_Provided material_
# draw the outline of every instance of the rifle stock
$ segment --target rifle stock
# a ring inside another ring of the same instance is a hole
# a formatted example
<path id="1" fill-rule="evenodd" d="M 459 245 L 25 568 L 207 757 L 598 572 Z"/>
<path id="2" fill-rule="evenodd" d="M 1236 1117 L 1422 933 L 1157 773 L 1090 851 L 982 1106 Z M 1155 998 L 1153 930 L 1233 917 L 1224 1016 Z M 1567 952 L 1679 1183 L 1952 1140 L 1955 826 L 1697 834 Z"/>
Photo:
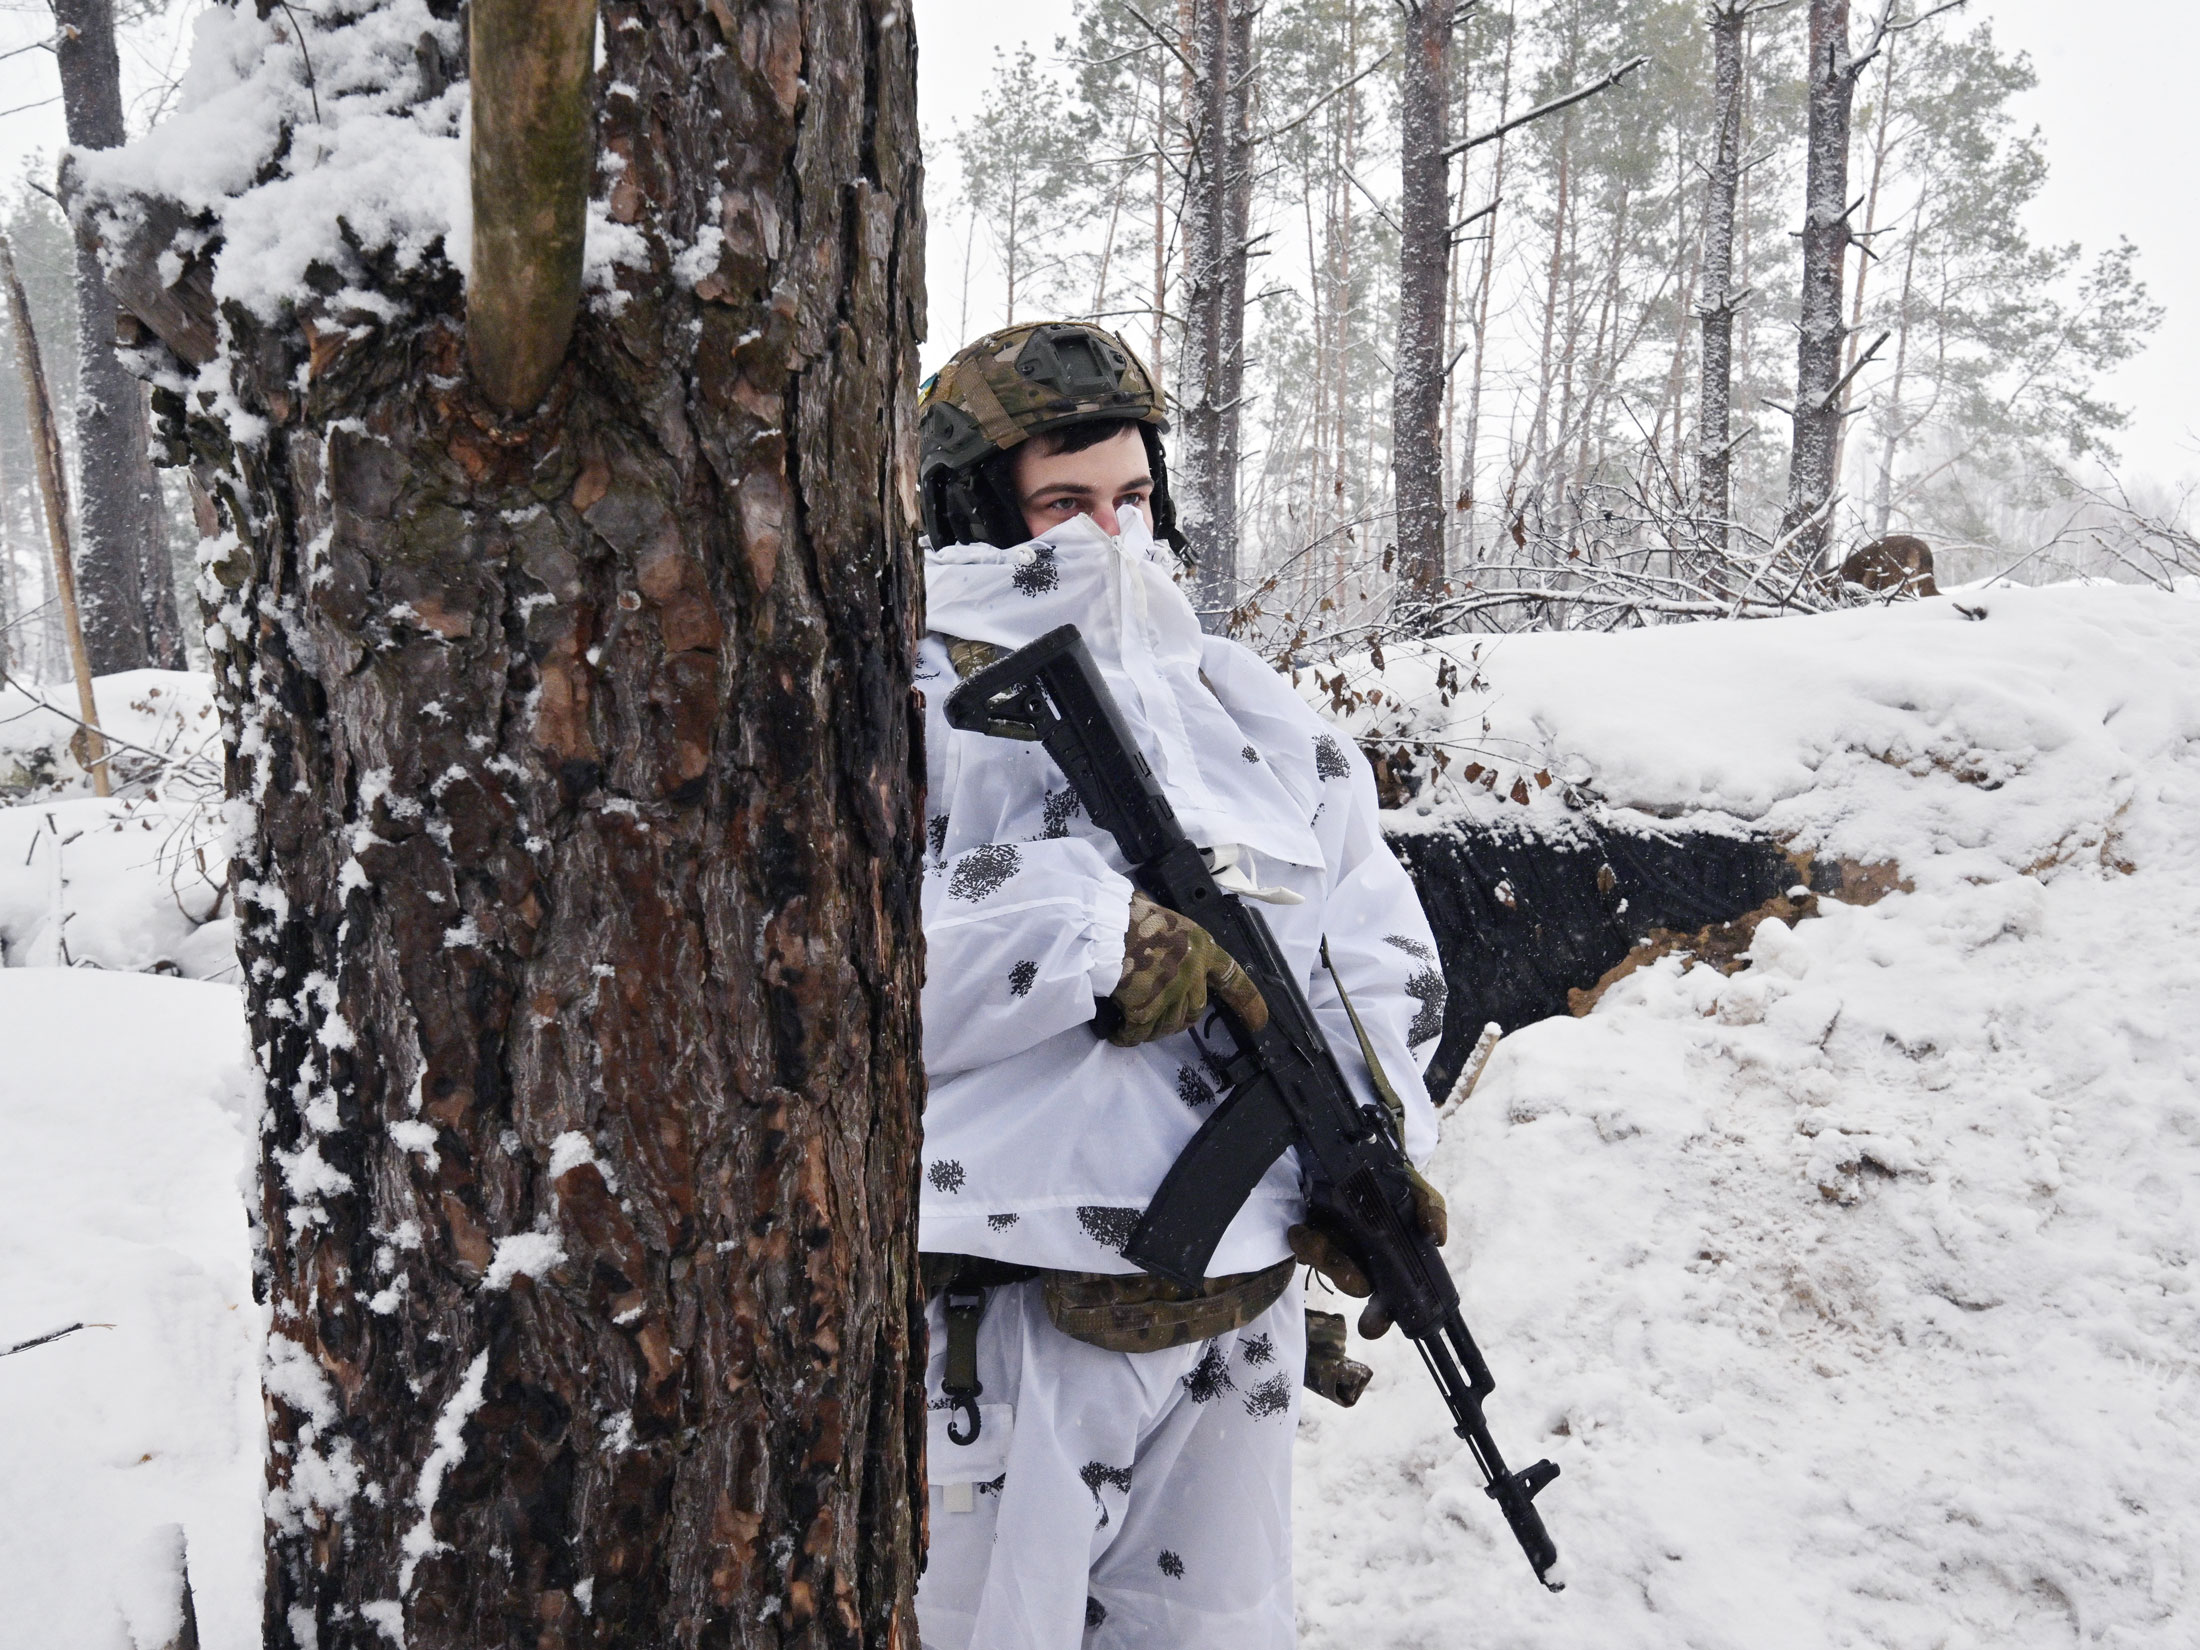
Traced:
<path id="1" fill-rule="evenodd" d="M 1513 1472 L 1498 1452 L 1482 1415 L 1496 1383 L 1460 1316 L 1443 1257 L 1420 1229 L 1404 1143 L 1388 1113 L 1353 1094 L 1266 919 L 1215 882 L 1184 834 L 1077 627 L 1051 630 L 973 674 L 949 697 L 947 720 L 966 732 L 1042 743 L 1146 896 L 1212 934 L 1268 1005 L 1268 1023 L 1257 1031 L 1216 1010 L 1233 1052 L 1206 1052 L 1228 1092 L 1163 1177 L 1124 1257 L 1197 1284 L 1262 1175 L 1295 1149 L 1308 1218 L 1351 1251 L 1375 1298 L 1419 1348 L 1536 1579 L 1559 1591 L 1564 1583 L 1550 1574 L 1558 1549 L 1533 1505 L 1558 1468 L 1538 1461 Z"/>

_Work order_
Copy every entry exactly, leaving out the pictures.

_Result_
# draw the outline of every instance of the rifle stock
$ segment --target rifle stock
# a ring inside another ring of the same instance is a hole
# a formatted example
<path id="1" fill-rule="evenodd" d="M 459 245 L 25 568 L 207 757 L 598 572 Z"/>
<path id="2" fill-rule="evenodd" d="M 1236 1117 L 1422 933 L 1157 773 L 1090 851 L 982 1106 Z M 1155 998 L 1153 930 L 1233 917 L 1224 1016 Z M 1567 952 L 1679 1183 L 1952 1140 L 1955 826 L 1697 834 Z"/>
Photo:
Traced:
<path id="1" fill-rule="evenodd" d="M 1513 1472 L 1498 1452 L 1482 1415 L 1496 1383 L 1460 1316 L 1443 1257 L 1420 1229 L 1404 1143 L 1388 1113 L 1353 1094 L 1266 919 L 1215 882 L 1184 834 L 1077 627 L 1051 630 L 973 674 L 949 697 L 947 720 L 966 732 L 1042 743 L 1146 896 L 1212 934 L 1268 1005 L 1268 1023 L 1257 1031 L 1216 1010 L 1233 1052 L 1206 1052 L 1228 1092 L 1163 1177 L 1124 1257 L 1197 1284 L 1262 1175 L 1295 1149 L 1308 1218 L 1351 1251 L 1375 1298 L 1419 1348 L 1536 1579 L 1559 1591 L 1564 1583 L 1550 1574 L 1558 1549 L 1533 1505 L 1558 1468 L 1538 1461 Z"/>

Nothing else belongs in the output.